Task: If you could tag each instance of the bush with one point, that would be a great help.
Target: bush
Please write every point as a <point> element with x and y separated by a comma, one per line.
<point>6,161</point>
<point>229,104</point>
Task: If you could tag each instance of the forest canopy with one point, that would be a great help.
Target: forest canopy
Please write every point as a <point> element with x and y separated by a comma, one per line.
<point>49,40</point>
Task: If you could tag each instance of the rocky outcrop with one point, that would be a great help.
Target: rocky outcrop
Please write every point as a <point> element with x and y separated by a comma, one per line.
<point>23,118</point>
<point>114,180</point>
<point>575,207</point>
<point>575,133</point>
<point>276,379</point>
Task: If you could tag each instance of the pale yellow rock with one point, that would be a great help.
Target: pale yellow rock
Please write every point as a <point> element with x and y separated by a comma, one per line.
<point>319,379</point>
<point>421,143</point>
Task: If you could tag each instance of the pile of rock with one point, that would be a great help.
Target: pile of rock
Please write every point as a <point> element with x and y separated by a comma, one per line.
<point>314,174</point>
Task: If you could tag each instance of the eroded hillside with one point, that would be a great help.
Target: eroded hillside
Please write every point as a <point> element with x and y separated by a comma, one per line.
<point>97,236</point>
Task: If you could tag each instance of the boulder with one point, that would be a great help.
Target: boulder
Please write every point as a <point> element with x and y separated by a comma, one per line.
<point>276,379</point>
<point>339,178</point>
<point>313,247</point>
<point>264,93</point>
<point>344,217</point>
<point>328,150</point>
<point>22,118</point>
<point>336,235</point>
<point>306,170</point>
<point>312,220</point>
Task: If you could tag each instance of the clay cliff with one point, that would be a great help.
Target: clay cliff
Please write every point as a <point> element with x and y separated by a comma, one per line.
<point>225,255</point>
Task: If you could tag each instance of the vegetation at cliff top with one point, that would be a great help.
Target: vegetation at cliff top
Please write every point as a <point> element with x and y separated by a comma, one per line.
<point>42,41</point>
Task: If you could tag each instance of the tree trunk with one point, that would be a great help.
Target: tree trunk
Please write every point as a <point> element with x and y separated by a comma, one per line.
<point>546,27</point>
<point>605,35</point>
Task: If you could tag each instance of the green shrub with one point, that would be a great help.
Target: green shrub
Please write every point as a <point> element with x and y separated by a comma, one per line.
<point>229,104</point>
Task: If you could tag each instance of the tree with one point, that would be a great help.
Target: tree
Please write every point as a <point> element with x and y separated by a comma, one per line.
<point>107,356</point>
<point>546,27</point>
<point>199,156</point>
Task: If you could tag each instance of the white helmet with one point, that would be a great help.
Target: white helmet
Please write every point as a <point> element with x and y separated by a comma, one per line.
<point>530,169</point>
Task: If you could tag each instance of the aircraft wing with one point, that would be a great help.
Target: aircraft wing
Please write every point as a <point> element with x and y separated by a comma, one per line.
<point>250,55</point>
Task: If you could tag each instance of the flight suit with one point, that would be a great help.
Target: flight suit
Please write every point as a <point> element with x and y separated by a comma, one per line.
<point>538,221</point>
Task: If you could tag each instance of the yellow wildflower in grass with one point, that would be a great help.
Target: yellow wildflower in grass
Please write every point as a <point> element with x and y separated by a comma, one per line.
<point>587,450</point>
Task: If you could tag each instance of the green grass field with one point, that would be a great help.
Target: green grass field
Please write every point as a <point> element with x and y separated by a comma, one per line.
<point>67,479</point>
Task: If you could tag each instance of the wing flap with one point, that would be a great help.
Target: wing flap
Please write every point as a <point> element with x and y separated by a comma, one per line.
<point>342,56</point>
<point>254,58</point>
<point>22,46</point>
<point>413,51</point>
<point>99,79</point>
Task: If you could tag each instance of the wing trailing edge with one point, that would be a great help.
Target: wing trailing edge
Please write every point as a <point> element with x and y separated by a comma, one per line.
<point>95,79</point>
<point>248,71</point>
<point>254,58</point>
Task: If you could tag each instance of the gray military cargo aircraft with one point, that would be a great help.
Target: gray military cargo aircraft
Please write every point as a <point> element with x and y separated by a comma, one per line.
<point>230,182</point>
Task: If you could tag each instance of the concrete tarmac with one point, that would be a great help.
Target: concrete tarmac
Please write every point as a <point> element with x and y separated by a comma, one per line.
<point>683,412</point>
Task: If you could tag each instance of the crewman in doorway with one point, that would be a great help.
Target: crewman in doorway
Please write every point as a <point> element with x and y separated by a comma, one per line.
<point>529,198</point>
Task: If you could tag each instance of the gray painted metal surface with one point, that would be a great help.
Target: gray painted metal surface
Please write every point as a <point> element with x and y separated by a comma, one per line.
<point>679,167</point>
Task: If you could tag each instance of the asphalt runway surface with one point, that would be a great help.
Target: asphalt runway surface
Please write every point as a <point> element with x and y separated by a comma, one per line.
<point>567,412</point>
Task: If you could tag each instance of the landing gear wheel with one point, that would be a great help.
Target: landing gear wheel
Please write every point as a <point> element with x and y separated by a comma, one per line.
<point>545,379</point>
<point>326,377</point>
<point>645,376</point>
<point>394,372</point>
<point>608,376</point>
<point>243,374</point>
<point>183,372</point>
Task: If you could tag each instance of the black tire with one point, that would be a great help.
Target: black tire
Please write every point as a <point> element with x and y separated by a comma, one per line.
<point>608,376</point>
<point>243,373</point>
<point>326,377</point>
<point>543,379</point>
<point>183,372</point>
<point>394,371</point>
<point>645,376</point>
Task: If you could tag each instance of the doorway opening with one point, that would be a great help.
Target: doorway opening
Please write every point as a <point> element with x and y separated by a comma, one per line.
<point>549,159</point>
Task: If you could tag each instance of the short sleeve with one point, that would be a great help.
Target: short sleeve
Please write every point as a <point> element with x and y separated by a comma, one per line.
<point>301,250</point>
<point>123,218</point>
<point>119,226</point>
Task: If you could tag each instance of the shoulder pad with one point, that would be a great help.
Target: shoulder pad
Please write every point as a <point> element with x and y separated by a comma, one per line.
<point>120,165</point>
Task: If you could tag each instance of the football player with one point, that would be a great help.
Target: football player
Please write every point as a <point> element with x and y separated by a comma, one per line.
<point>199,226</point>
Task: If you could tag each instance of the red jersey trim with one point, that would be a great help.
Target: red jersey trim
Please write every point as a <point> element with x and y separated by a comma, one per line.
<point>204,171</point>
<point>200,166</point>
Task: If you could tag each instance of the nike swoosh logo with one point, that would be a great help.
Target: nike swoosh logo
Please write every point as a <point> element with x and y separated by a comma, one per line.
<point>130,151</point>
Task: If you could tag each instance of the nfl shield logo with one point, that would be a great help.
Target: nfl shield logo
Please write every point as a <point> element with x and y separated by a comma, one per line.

◆ **About this exercise**
Scan the entries for the word "opening". Report each line that has it.

◆ **Response**
Task: If you could tag each instance of the doorway opening with one point, that would be a great help.
Target: doorway opening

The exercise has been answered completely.